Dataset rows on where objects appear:

++++++

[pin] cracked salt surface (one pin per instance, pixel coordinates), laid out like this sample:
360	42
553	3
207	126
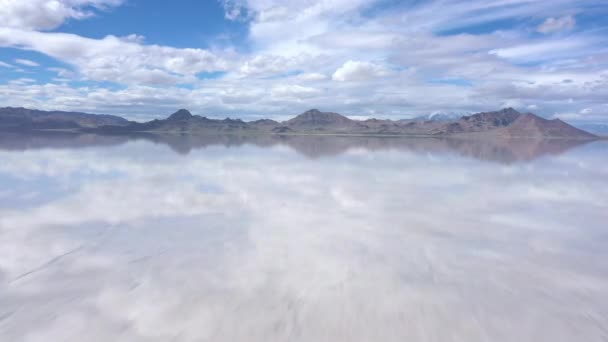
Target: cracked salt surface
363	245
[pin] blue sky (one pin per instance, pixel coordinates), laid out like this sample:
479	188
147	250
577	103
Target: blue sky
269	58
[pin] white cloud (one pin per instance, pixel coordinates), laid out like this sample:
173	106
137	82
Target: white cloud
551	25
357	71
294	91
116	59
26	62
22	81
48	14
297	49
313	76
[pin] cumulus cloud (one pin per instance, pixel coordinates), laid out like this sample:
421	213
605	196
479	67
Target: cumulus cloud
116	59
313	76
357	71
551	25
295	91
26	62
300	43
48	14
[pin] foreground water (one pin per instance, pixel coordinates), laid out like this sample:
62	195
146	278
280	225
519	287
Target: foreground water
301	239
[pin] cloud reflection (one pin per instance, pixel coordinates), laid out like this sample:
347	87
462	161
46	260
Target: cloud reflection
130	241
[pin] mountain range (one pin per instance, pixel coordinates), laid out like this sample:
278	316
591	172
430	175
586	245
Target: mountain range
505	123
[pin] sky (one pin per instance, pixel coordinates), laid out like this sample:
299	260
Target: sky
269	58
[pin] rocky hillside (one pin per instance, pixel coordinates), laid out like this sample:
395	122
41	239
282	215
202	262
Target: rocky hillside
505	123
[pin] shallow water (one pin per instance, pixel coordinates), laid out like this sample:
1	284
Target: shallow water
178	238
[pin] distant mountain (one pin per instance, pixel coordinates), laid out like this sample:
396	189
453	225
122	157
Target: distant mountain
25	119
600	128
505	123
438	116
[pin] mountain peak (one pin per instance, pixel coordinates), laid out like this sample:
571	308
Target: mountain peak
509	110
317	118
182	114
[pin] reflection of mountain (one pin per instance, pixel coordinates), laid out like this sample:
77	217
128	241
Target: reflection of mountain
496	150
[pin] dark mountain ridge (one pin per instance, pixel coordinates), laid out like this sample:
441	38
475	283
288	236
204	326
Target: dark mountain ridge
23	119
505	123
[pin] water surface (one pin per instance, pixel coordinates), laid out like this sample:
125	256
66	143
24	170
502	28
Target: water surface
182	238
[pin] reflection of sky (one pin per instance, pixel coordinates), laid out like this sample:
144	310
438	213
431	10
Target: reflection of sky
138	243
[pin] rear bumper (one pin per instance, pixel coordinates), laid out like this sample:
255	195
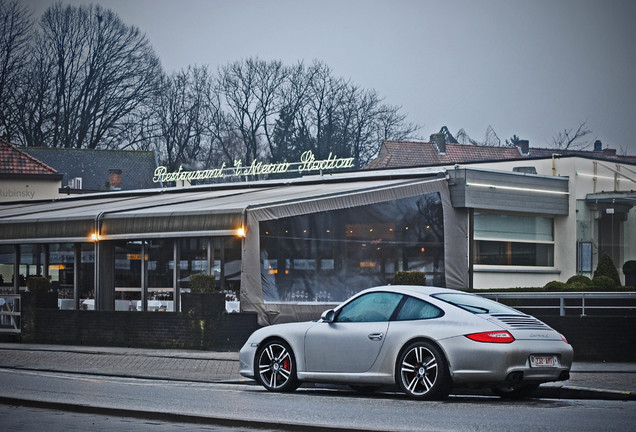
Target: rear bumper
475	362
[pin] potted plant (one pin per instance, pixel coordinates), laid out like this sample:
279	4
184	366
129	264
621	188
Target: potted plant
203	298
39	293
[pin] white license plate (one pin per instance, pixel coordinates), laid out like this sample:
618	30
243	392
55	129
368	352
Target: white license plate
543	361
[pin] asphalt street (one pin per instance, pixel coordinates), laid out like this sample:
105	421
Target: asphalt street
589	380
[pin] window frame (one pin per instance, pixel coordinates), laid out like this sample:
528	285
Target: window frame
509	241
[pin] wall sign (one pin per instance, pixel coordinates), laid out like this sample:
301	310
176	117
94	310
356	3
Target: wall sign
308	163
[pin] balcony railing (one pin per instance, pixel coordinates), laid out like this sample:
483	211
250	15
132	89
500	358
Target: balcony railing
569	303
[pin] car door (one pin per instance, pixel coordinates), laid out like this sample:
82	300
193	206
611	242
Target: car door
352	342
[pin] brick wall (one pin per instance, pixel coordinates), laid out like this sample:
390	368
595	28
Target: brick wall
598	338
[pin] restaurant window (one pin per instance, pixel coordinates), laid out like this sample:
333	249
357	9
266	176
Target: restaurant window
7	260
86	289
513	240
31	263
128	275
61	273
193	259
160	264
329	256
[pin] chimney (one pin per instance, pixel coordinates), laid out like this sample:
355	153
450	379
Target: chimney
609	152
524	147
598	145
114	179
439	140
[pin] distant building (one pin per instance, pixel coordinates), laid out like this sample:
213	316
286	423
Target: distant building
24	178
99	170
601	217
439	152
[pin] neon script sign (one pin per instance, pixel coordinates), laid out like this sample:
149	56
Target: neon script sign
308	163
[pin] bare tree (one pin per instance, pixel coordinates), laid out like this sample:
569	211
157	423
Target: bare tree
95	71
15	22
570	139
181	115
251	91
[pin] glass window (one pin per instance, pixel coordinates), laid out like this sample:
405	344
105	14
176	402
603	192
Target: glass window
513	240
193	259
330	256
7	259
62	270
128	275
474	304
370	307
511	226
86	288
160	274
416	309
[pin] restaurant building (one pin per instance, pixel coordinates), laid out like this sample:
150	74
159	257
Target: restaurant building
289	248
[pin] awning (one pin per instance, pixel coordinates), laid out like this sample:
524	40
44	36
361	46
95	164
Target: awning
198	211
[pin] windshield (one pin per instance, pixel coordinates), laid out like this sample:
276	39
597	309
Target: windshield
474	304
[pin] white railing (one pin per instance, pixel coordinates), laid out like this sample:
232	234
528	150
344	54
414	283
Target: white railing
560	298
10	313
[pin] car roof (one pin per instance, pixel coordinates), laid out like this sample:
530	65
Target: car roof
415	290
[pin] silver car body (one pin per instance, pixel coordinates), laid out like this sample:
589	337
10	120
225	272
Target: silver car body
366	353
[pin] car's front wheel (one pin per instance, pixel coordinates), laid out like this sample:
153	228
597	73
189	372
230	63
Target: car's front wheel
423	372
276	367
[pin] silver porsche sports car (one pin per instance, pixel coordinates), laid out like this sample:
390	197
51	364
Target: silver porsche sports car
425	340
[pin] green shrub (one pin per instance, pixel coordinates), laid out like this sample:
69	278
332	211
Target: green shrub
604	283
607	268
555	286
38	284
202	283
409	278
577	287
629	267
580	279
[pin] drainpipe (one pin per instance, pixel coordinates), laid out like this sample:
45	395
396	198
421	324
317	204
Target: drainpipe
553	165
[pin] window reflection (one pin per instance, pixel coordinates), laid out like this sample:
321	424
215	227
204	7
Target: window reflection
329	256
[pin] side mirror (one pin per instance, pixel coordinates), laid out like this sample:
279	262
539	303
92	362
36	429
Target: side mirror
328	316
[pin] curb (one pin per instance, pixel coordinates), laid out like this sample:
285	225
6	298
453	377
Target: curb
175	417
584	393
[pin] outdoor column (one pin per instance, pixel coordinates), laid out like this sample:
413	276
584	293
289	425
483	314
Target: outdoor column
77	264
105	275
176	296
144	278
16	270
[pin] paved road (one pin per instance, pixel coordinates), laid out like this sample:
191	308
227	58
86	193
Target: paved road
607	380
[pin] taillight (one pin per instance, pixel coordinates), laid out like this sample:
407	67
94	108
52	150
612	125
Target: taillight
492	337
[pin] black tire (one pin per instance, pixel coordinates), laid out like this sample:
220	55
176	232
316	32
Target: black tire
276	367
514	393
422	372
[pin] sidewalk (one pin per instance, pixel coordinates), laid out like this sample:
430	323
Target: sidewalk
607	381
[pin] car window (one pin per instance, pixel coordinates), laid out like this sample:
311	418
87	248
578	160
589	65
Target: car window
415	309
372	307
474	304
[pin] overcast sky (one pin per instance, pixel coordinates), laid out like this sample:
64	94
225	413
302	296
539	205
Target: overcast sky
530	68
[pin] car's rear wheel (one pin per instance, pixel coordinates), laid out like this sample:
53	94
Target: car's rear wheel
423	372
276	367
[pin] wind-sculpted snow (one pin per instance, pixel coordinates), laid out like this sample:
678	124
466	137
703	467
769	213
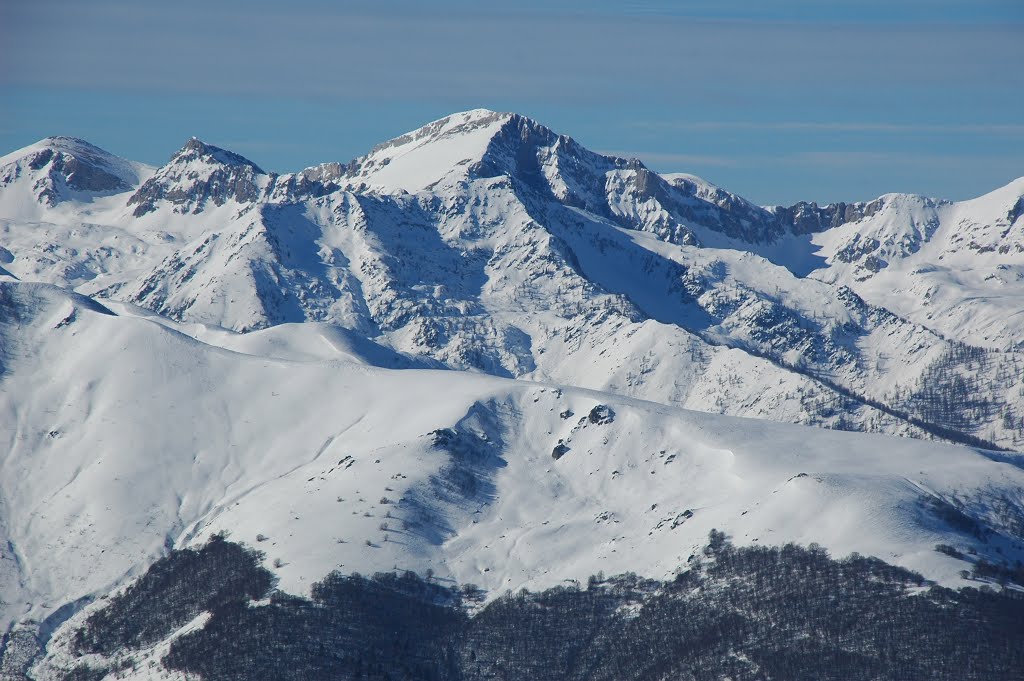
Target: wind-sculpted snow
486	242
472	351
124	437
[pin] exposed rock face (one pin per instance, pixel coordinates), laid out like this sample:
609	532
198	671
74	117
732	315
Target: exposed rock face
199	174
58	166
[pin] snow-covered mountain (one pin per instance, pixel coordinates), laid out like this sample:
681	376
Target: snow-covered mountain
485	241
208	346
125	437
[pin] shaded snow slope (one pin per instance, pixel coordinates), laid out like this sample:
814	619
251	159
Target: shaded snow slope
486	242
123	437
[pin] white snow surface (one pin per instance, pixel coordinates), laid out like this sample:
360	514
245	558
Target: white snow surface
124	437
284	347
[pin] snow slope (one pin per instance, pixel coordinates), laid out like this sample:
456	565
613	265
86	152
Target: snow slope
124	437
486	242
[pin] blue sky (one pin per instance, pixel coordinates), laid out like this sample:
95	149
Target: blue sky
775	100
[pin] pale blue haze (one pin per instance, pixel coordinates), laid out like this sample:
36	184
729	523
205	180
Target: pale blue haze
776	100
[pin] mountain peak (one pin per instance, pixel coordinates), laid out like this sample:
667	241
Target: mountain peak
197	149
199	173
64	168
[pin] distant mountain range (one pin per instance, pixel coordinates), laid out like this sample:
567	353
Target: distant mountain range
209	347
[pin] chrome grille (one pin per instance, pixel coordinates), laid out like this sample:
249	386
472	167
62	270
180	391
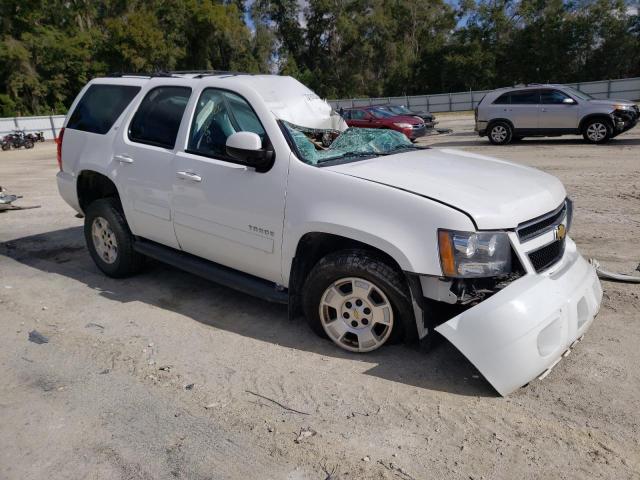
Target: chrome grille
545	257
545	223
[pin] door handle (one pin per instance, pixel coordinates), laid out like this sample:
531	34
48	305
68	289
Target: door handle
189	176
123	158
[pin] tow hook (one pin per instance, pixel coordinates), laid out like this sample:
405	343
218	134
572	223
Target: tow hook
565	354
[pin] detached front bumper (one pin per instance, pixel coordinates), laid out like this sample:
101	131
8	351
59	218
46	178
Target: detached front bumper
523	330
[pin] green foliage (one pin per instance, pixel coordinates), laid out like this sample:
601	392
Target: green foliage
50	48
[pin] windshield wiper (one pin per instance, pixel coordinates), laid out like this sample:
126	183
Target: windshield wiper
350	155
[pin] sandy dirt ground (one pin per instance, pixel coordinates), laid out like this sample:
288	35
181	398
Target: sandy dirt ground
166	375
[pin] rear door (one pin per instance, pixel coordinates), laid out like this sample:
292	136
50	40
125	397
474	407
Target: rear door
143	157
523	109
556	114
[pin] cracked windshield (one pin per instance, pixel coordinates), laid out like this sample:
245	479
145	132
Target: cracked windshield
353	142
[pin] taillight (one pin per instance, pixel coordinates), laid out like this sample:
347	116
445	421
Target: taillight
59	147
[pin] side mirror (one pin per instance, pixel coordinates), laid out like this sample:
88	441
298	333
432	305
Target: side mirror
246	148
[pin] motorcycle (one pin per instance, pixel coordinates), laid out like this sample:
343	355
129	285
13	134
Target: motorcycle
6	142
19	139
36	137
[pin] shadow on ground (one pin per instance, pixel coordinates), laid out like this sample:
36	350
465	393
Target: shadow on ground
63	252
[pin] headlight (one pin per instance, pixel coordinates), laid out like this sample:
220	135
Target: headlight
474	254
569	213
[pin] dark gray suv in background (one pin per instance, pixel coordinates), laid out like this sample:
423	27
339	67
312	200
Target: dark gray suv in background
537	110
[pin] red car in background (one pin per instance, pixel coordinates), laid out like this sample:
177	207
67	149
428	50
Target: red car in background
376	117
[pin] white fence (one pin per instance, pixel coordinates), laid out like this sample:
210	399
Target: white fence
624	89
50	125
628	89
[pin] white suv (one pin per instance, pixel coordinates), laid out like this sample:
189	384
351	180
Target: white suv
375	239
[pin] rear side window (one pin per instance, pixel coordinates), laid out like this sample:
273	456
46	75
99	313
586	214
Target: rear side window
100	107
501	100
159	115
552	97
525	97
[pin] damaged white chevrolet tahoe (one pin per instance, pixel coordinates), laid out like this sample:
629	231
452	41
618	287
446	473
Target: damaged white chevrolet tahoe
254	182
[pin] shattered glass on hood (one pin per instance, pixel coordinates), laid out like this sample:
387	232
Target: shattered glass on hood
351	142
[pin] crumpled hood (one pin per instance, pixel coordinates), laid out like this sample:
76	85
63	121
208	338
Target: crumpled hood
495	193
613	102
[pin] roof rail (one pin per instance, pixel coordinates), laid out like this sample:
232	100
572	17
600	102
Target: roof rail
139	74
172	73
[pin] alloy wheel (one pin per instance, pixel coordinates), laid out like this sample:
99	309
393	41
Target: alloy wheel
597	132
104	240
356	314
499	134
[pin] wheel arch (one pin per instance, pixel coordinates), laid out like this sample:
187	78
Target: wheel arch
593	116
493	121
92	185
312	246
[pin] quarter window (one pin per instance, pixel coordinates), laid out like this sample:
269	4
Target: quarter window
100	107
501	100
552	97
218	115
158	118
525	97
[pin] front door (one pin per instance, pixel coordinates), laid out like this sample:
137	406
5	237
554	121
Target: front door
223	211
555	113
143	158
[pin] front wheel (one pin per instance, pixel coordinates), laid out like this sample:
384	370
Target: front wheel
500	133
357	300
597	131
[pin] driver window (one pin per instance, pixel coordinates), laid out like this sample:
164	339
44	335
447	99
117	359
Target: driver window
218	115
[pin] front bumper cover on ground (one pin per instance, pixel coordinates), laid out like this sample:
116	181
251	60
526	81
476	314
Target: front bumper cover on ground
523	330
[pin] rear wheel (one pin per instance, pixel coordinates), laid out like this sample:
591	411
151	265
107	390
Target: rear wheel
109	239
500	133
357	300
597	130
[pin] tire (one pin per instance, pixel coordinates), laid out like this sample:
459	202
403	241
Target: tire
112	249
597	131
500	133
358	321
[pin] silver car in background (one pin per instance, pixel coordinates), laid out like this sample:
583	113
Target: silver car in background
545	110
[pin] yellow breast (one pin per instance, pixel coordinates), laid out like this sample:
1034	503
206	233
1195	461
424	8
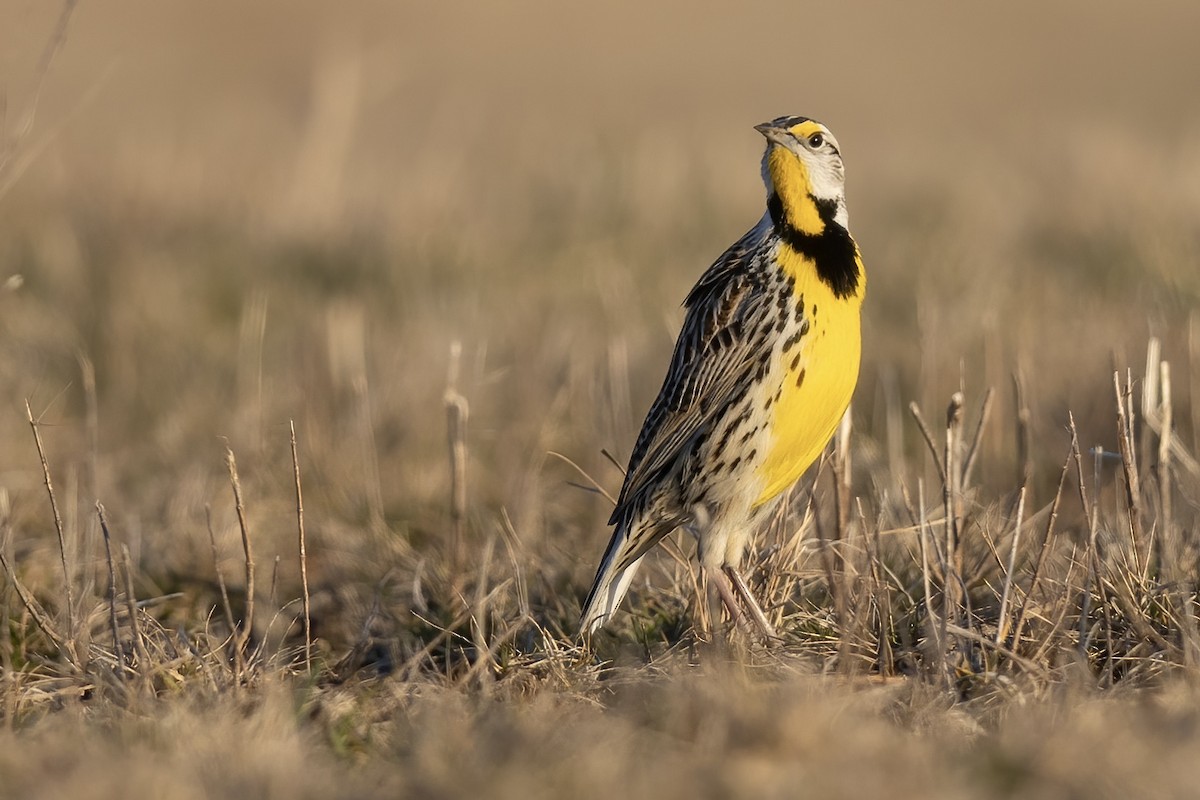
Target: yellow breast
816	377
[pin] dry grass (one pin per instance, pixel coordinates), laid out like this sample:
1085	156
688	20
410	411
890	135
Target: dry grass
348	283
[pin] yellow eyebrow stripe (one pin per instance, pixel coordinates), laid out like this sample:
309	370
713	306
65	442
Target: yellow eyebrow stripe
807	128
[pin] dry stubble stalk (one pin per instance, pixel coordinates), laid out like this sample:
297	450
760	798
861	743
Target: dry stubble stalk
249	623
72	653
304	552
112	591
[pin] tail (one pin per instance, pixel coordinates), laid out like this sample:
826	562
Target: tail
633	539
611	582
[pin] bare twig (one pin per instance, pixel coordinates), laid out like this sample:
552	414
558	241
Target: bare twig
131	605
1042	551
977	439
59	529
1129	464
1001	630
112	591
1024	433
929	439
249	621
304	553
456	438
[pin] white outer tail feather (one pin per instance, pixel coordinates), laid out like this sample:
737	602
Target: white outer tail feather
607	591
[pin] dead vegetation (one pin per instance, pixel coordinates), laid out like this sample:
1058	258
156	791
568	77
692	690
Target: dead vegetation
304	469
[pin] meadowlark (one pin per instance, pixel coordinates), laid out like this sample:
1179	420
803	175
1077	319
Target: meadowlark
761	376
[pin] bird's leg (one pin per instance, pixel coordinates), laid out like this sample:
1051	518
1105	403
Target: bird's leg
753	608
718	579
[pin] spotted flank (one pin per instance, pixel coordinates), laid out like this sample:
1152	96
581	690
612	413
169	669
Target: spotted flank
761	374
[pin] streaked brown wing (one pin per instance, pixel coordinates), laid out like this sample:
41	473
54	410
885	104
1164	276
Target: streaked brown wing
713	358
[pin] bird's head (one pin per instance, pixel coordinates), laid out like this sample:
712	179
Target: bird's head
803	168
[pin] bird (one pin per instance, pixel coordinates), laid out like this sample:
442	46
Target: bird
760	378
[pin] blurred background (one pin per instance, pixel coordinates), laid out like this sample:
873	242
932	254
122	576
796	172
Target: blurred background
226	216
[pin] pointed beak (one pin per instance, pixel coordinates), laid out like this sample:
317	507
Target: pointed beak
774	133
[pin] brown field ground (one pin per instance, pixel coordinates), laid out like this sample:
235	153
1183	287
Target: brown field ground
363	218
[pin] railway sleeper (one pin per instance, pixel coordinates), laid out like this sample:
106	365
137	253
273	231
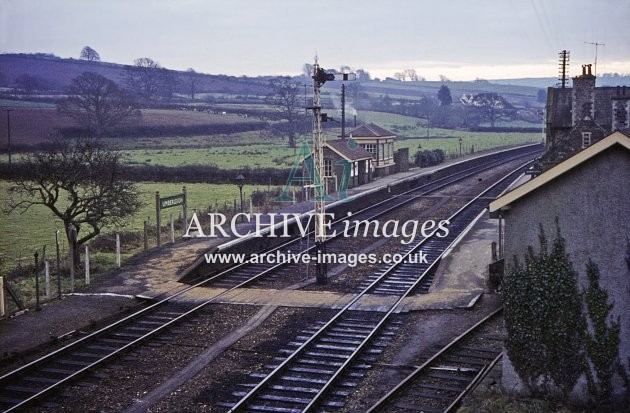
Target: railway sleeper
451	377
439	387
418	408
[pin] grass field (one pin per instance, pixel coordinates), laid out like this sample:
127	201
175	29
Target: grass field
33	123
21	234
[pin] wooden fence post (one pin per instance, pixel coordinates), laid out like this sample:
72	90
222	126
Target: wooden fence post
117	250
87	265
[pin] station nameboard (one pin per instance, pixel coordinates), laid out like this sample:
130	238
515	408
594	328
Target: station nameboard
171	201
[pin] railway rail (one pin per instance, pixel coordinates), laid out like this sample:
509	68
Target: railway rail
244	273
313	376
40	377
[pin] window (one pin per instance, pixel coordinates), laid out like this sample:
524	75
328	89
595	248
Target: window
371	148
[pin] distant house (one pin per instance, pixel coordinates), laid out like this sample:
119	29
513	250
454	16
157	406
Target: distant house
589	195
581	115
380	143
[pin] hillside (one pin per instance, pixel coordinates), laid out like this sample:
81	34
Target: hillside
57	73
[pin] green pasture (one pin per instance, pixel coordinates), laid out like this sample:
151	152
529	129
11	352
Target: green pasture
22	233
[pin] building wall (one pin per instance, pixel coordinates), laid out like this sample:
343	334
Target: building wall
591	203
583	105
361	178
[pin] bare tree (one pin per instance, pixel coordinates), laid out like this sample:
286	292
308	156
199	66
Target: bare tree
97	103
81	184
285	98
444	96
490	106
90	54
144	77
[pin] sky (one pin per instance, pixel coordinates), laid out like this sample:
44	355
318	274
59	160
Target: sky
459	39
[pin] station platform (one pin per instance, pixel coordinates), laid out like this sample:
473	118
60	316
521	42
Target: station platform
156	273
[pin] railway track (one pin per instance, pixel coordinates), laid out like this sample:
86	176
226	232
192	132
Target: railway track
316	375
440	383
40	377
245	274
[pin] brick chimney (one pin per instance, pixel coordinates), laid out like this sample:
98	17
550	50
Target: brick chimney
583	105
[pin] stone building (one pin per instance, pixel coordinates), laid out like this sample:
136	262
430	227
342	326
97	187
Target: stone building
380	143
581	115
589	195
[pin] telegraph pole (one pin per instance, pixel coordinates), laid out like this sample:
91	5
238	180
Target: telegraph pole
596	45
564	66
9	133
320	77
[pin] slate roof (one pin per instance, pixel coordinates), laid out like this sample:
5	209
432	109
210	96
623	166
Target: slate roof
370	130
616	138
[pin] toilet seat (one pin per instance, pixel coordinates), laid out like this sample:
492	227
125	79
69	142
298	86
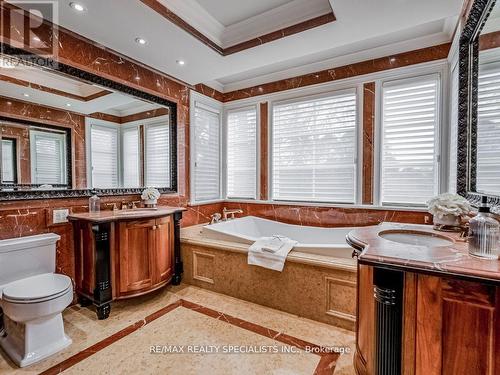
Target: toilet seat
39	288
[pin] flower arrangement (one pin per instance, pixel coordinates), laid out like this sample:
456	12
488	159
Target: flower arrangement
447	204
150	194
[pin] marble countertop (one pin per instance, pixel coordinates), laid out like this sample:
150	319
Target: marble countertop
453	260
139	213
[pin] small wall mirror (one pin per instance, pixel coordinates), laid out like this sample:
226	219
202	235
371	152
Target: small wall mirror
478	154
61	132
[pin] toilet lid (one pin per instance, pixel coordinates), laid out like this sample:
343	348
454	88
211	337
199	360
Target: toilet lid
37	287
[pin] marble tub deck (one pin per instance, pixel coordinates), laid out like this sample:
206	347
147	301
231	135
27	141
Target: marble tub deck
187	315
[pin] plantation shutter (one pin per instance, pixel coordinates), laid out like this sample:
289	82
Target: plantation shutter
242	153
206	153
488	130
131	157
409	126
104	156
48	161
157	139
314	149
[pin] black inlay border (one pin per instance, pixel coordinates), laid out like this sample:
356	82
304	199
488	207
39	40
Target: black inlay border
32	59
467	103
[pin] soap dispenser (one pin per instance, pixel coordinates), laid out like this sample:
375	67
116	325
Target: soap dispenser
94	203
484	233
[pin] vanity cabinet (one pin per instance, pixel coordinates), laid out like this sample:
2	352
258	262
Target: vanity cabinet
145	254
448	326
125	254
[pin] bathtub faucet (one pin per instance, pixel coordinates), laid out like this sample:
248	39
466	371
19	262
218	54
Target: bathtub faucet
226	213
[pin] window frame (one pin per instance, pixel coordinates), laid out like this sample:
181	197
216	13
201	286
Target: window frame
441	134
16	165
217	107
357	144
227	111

++++++

> _What you have to do_
Take the line that contains "[pin] black inlay" and every line after it through the end of the listing above, and repeat them exactly.

> _Written answer_
[pin] black inlay border (one pin per instance, pixel coordinates), laid out like this sample:
356	82
304	199
488	207
39	40
Target: black inlay border
32	59
467	103
[pin] soap dispenser (one pin per instance, pixel coordinates), laid out like this sample:
375	67
116	325
Target: soap dispenser
94	203
484	233
[pin] vanity cabinet (one pin per instance, pixel coordinates), laid out like this sample:
2	352
258	262
Target: vanity cabinet
145	254
448	326
125	254
[pin] bathtub faucet (one pin per instance, pixel coordinates), laid out like this sample:
248	39
466	371
19	262
218	54
Target: bathtub faucet
226	213
[pin] window frame (one pin per instance, pixel coordinates), laid out like this sample:
181	197
216	13
201	286
Target: window frame
441	134
16	165
217	107
357	144
227	111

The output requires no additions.